- _Requirement_: Please write the listing below out again exactly, leaving every picture behind.

- _Data_:

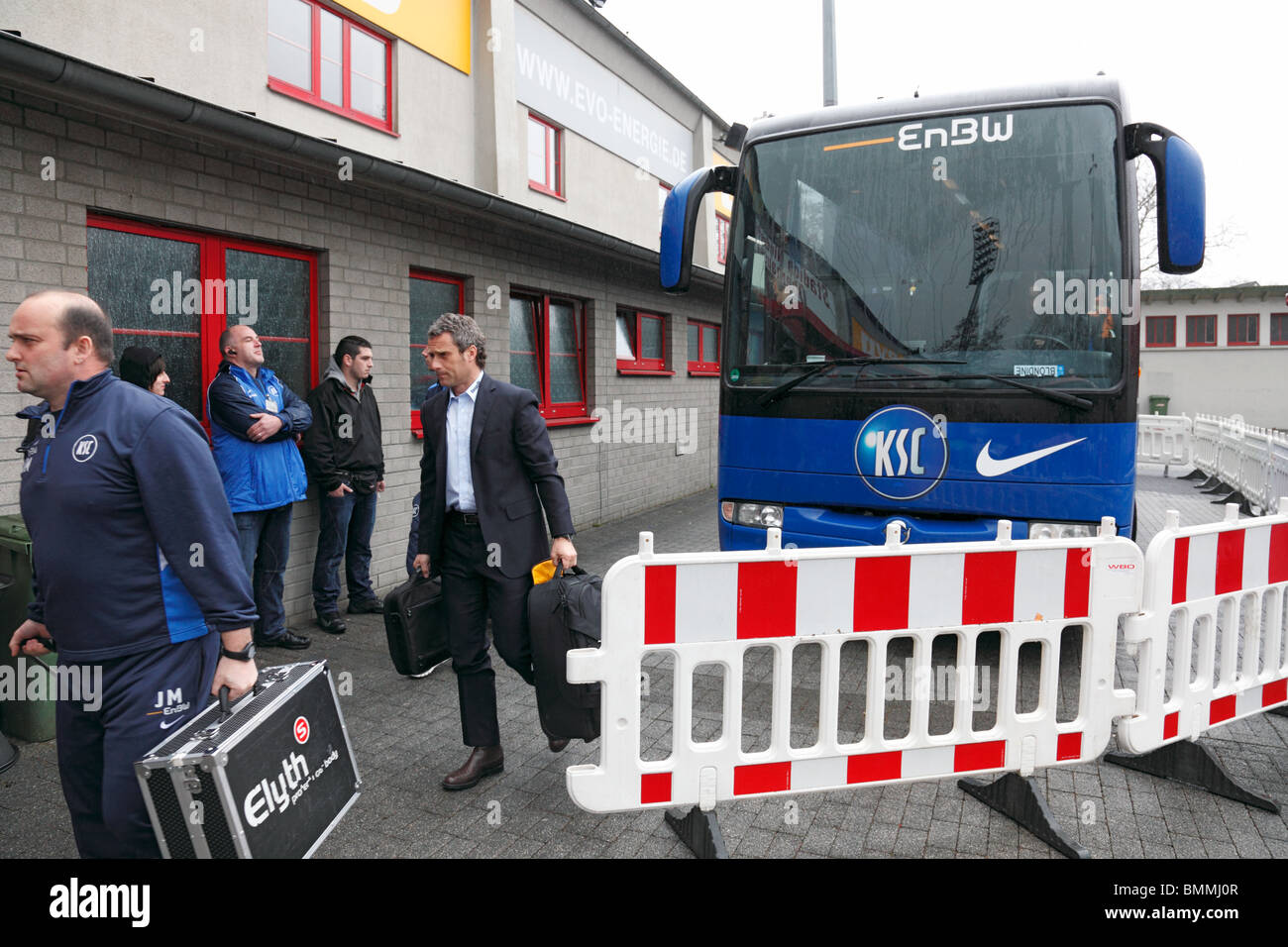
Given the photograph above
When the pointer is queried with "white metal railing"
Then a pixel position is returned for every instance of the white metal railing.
(1163, 440)
(1243, 457)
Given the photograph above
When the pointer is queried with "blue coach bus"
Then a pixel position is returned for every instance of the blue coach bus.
(931, 313)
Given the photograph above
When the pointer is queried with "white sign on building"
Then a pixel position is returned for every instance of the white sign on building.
(565, 84)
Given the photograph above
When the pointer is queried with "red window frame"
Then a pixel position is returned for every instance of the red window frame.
(416, 429)
(314, 97)
(211, 266)
(1153, 325)
(1236, 324)
(553, 183)
(1192, 322)
(539, 305)
(1279, 329)
(643, 367)
(699, 368)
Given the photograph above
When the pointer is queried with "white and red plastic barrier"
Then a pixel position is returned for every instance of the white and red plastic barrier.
(1211, 631)
(711, 607)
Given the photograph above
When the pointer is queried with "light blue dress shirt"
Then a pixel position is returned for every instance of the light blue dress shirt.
(460, 419)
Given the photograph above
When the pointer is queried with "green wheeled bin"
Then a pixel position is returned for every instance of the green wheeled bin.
(27, 684)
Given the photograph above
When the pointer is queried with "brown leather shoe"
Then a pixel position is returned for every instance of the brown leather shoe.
(484, 761)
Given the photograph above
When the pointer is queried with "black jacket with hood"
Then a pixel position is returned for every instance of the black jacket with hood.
(343, 446)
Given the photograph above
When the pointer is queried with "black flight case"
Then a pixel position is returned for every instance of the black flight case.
(268, 779)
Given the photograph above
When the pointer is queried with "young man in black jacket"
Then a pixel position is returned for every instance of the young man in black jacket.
(347, 463)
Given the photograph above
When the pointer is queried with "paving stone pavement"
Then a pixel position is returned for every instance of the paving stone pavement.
(406, 735)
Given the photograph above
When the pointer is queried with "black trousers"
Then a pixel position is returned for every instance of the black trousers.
(472, 592)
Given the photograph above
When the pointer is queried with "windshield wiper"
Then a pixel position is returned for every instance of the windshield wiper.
(1052, 393)
(812, 368)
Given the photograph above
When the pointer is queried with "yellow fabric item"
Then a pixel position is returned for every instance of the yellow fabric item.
(542, 573)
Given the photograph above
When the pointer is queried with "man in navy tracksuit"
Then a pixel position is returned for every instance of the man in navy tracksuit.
(254, 419)
(136, 565)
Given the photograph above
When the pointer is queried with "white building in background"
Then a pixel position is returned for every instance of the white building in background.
(1218, 351)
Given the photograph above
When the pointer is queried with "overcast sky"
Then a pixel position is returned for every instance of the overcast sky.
(1214, 72)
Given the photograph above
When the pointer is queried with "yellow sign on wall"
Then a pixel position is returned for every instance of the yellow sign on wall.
(441, 27)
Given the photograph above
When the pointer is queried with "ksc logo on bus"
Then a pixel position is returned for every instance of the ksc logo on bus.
(901, 454)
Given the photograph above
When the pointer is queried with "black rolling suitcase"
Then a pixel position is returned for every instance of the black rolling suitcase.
(563, 615)
(416, 626)
(268, 777)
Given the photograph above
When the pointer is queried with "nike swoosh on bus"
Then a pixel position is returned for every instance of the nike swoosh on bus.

- _Output of the task_:
Given the photograph above
When the pointer is queried with "white metal railing"
Then a pixel position is returned for every instance of the white metal railing.
(1163, 440)
(1243, 457)
Given the photograph above
When the pointer is queried with "blue coach bus"
Then a pixel position is returned for every instance of the blue coach bus.
(931, 313)
Given the photograph above
When the pointer is queried with "white sign on building"
Then a pixel position is returned for every instance of the white sign on building.
(565, 84)
Given the photograph above
When the pointer is queried with "red window frame"
Then a pixel position is returned for every instance of the red window frame.
(416, 429)
(314, 97)
(211, 266)
(1153, 325)
(1236, 324)
(553, 183)
(1192, 322)
(539, 305)
(1279, 329)
(643, 367)
(699, 368)
Given the photograph above
When the pointer is queried with "white and red plastic barrier"
Then a pixel position is returned for every instance of the white and red plastic barrier.
(1211, 631)
(711, 607)
Given the photograph above
When the pointer is queried with "light blue dress shirt"
Then a pixel position is returned for every instance of the light blue dress shirt.
(460, 419)
Given the photograph above
When the pointer is queried with "green wheeled bin"
Then a pixel position is returned for every instance of the green wheeled bin.
(27, 684)
Given the photograph above
When the pointer is queried with "brown leather shoe"
Then a pixel position is returned for every instance of the brown leather shoe.
(484, 761)
Given the photograph above
When the pointer is queried with "black jacket with hood"
Then a pixel position is returned for every instance of the black jacket with hood.
(343, 446)
Given the photograph above
When the pointer is queried with "black flight case"
Then a pixel position is returned for every instance of the black flight case.
(268, 779)
Given the photograph above
When the pointer is queried with "young man in black jacket"
Then a pixel position is returned for every instance of the young man in black jacket.
(347, 463)
Given the photograph above
When the pointer is queried with "paving stone pavement"
Then a pixel position is returned for every instance of the paving stone pavement.
(406, 735)
Given the photograph above
When the pointer is queried with "black trousers"
Then a pixel position is returned for every instance of the black trousers.
(472, 592)
Given the photograph above
When the pointer is queried with "windshield wiper"
Then a pixel position is returned for every instance of the windshield wiper.
(1052, 393)
(812, 368)
Given the photograph above
When the pointer is queried with "yellow fabric item"
Then a pixel position is returned for every instance of the yellow fabric item.
(542, 573)
Given the photograph above
When the pointer is queried with "man in navy tracksuit"
Then a pixel position is returned for every instance of the man in navy tracksuit.
(254, 419)
(136, 565)
Given the photograph above
When the pointer is queried with "white building in background"
Then a pixel position is returned for every instance of the white building in background.
(1218, 351)
Given the photograph above
When the pointer is queried with "overcast sky"
Then a pixel position is returned for every instance of the overcast sky.
(1214, 72)
Given the photograph above
When the pointer is queried with "yellow sign on wall"
Then a pixel position is returned for every instance of the yellow sign on wall.
(441, 27)
Given the photograph above
When the pointer is queried with "ksc logo on bus"
Then a pixel position is returned for every instance of the ksc logo on bus.
(901, 454)
Given the photograph above
When the pointer is queried with "black rolling suitcase"
Then a pixel position is returned for every instance of the black rolling suitcase.
(563, 615)
(416, 626)
(268, 777)
Given the photograph above
When the pointer is queried with "nike swoosh on bus"
Then a pixel position is returned for every instance of the nike swoosh on bus.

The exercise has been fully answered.